- SELECTED TEXT -

==========

2.d) Emotional intelligence
One expression with popular success in recent years in the field of cerebral capacities is emotional intelligence from Daniel Goleman’s book published in 1995. Let us analyze the concept of emotional intelligence from various perspectives.
It is worth mentioning that if there were problems in the definition and acceptance of the concept of intelligence, the concept of emotional intelligence is even more confusing, since adding the adjective emotional makes it, at least, partially contradictory to the first.
There have always been attempts to take away importance or relevance from the characteristic of personal intelligence, especially by those who do not have as much of it as they might wish or those who are incapable of recognizing and accepting what they do have due to ideological prejudices.
There always has been a distinction between being intelligent and clever with the same inspiration that represents the expression of emotional intelligence.
Some concepts can be useful and descriptive of reality or ideas, but in the case of Daniel Goleman, the chosen terminology seems more like an attempt to change the meaning of the word intelligence or to represent something that does not correspond with the given content. The adjective emotional is different and even contradictory to logic or reasoning.
Daniel Goleman’s concept or definition of emotional intelligence uses words with diffuse or diverse meanings like intelligence, control, emotion, feelings, social success, personal well-being.

==========

- INFORMATION PROVIDED -
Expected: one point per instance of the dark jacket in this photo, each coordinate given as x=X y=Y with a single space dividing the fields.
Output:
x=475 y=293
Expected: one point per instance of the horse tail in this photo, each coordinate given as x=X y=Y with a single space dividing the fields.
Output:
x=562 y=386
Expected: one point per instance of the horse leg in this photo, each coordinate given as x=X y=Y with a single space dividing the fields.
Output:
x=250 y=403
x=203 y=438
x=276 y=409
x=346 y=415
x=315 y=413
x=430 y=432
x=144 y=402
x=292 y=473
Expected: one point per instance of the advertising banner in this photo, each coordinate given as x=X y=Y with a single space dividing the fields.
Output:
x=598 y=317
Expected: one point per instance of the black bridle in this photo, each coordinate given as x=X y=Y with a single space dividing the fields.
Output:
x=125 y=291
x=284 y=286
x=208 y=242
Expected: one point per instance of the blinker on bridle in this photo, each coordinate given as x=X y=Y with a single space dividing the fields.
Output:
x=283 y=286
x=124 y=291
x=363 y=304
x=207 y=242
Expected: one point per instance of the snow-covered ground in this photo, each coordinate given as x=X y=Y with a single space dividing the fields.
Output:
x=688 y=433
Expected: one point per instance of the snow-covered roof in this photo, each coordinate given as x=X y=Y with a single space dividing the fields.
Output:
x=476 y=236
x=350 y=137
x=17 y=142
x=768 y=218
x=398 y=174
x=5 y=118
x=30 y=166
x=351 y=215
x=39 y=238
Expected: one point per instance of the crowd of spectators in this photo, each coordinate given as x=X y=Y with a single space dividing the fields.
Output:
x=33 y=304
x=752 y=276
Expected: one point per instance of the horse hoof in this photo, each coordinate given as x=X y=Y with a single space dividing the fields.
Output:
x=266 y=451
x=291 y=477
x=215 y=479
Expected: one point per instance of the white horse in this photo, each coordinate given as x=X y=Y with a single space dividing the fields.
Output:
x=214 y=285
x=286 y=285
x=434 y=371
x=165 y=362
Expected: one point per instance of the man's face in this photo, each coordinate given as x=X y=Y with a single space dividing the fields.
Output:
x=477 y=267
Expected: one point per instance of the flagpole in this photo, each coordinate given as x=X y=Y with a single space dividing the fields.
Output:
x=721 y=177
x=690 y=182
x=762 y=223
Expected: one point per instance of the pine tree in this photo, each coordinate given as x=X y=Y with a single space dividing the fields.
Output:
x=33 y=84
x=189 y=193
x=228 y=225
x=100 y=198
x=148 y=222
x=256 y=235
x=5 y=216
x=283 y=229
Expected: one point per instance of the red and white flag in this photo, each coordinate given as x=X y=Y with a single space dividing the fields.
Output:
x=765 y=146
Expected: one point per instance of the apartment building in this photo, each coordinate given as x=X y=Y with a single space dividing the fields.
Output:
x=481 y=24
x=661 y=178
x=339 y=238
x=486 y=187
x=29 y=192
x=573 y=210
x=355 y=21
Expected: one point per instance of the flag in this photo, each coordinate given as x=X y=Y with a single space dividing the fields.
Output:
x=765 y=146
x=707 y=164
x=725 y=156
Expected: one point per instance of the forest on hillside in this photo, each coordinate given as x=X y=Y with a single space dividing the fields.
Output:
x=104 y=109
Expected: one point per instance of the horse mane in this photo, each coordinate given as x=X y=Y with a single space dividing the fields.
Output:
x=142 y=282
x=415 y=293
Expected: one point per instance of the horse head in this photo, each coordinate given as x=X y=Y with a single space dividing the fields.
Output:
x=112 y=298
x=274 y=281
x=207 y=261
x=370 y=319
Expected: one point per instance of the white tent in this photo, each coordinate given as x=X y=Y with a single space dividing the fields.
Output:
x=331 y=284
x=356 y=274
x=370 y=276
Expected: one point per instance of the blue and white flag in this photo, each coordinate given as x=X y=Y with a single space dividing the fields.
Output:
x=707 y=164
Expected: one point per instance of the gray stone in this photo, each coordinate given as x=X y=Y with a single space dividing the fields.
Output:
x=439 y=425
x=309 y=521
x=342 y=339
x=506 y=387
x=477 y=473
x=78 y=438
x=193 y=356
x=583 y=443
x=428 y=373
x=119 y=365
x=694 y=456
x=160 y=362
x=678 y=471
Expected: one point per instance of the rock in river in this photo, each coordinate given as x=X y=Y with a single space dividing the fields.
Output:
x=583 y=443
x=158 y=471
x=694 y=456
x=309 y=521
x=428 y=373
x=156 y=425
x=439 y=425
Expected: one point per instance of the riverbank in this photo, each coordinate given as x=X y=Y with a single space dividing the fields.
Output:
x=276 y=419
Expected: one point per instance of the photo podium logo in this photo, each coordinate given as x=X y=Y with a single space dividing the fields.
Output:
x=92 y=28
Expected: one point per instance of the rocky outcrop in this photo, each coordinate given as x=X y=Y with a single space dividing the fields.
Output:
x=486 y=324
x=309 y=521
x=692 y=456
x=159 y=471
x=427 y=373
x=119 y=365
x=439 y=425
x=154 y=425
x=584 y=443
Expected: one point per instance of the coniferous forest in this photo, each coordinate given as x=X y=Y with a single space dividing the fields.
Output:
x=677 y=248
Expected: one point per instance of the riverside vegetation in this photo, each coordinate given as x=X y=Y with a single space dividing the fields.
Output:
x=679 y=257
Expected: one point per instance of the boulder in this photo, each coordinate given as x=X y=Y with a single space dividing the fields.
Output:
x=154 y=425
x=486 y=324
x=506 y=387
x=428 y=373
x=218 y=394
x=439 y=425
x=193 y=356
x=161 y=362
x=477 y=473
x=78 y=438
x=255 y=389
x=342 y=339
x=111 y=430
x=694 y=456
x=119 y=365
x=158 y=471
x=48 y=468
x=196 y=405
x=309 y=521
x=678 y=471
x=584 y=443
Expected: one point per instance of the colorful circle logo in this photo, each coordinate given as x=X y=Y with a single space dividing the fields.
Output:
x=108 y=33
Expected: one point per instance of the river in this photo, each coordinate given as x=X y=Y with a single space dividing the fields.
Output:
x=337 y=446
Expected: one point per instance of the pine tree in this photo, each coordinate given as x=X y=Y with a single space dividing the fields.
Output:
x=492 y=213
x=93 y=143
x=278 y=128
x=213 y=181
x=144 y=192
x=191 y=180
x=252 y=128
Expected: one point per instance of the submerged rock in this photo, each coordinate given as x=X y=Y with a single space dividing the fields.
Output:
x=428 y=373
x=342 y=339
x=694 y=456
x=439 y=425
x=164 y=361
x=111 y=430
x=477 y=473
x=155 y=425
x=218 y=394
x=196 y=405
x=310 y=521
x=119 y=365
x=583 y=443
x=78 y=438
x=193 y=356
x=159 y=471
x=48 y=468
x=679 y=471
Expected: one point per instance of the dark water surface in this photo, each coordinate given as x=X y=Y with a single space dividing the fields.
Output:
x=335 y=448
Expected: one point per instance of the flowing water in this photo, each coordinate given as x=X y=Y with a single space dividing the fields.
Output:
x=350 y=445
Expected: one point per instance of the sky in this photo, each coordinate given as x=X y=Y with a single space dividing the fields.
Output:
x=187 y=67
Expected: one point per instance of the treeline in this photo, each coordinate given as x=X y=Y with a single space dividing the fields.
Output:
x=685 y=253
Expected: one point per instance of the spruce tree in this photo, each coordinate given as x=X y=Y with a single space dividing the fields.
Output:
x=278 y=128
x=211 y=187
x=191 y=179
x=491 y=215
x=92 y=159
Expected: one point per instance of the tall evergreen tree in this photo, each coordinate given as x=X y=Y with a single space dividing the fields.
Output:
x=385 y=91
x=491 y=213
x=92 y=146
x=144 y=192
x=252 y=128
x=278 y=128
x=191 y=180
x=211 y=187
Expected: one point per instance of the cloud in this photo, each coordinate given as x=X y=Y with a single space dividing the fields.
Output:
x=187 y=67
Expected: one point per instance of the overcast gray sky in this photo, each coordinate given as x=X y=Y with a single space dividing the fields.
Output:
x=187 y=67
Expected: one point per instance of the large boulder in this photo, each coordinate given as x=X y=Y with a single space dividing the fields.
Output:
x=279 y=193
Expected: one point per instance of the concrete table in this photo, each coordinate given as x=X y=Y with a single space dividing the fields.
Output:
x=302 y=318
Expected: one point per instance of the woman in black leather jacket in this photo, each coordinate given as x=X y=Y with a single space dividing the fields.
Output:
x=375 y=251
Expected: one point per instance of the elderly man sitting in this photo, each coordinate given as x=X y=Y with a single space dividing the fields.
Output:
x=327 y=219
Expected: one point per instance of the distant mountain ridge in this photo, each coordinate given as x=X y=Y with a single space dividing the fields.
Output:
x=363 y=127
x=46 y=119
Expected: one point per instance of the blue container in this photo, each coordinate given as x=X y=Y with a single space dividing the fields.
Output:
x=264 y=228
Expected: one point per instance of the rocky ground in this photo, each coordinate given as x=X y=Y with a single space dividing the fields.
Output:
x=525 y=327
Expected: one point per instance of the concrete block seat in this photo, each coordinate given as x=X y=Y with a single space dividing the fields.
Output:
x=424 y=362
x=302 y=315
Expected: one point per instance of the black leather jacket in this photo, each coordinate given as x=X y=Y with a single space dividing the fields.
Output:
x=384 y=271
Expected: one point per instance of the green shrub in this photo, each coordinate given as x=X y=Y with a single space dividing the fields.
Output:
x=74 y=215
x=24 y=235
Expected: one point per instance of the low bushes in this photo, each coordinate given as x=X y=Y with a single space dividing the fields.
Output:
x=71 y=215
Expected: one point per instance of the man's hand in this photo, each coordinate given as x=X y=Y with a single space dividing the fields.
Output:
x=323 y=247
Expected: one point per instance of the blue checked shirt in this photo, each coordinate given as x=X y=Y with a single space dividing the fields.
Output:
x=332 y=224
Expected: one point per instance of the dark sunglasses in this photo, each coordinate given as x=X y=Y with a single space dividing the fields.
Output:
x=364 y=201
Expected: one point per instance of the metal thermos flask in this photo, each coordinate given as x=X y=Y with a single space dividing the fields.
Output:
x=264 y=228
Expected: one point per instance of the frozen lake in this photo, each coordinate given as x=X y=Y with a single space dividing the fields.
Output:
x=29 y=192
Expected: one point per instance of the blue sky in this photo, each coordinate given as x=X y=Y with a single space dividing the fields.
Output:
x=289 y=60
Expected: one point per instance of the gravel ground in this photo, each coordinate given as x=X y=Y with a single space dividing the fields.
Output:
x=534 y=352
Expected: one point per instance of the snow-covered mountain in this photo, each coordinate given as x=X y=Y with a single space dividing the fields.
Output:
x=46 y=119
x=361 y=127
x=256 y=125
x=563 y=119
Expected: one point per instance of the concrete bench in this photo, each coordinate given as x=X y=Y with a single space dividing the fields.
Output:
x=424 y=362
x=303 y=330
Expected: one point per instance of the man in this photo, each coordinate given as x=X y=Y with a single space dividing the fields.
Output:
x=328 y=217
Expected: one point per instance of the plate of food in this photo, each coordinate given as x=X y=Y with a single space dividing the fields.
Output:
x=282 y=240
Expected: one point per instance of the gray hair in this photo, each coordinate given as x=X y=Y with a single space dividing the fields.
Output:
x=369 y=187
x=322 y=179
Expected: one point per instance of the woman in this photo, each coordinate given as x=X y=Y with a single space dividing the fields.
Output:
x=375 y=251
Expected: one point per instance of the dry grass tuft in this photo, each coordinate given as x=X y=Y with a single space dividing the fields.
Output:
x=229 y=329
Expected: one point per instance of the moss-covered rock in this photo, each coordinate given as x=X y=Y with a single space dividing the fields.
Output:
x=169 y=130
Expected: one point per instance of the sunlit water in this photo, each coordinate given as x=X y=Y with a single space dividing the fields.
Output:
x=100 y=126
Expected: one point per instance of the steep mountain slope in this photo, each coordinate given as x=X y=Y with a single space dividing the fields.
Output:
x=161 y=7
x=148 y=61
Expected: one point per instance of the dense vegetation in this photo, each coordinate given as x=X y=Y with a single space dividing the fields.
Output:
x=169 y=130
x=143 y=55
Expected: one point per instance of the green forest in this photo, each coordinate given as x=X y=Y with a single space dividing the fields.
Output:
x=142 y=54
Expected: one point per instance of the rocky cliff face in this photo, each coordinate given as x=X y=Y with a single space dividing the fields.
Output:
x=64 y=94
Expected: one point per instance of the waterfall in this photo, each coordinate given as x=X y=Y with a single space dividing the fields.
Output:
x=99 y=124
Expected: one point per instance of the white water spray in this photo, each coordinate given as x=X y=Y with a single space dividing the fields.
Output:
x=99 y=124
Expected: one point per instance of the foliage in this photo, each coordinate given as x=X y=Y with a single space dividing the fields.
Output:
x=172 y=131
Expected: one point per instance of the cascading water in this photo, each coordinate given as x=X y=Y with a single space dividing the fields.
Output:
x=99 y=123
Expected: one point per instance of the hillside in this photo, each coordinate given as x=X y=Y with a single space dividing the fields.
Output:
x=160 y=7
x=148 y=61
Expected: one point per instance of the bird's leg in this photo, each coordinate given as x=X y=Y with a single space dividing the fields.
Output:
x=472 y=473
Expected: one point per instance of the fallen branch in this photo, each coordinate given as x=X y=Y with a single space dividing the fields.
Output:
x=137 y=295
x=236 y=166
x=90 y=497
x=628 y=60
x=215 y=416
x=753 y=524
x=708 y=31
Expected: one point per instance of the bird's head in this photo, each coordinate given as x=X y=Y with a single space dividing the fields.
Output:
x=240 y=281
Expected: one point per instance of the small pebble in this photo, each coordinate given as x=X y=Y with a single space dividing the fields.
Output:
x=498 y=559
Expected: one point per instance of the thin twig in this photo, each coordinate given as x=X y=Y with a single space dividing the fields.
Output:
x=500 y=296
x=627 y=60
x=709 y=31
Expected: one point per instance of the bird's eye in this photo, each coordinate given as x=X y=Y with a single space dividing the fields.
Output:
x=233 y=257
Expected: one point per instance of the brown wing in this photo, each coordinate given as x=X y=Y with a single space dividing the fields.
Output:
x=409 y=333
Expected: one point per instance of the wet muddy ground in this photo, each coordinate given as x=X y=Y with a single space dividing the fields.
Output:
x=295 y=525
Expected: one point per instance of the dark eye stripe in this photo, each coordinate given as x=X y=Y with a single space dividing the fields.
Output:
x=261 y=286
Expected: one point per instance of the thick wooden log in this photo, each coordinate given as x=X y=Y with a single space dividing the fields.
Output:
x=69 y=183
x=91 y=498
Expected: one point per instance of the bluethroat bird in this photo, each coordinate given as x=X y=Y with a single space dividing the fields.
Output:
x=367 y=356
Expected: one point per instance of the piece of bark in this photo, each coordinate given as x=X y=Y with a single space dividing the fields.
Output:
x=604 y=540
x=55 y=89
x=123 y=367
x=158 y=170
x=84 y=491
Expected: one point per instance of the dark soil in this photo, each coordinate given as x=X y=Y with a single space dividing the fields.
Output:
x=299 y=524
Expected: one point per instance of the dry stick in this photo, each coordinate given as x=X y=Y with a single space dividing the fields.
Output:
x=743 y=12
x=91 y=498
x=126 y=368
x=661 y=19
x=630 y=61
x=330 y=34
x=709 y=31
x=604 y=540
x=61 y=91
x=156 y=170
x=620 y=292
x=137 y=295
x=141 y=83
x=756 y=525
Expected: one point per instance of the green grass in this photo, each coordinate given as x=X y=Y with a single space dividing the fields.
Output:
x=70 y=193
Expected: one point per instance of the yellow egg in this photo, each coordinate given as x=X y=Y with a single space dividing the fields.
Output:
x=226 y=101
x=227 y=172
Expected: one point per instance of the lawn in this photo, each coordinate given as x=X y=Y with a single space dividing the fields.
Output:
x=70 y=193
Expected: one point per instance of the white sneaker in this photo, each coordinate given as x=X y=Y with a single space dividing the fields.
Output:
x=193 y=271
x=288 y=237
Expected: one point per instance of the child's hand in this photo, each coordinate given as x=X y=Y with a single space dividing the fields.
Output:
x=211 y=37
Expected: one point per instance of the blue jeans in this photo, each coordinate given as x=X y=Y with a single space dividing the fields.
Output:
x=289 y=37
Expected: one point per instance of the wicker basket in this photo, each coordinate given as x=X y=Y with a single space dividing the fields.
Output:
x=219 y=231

==========

- TASKS -
1. Name every word that the passage on emotional intelligence lists as having diffuse or diverse meanings in Daniel Goleman’s concept.
2. In the passage on emotional intelligence, reproduce the wording from "2.d) Emotional intelligence" up to and including "from various perspectives.", substituting "mental abilities" for "cerebral capacities".
3. Translate this sentence from the passage on emotional intelligence into Spanish: "The adjective emotional is different and even contradictory to logic or reasoning."

- TASK RESULTS -
1. intelligence, control, emotion, feelings, social success, personal well-being

2.
2.d) Emotional intelligence
One expression with popular success in recent years in the field of mental abilities is emotional intelligence from Daniel Goleman’s book published in 1995. Let us analyze the concept of emotional intelligence from various perspectives.

3. El adjetivo emocional es diferente e incluso contradictorio con la lógica o el razonamiento.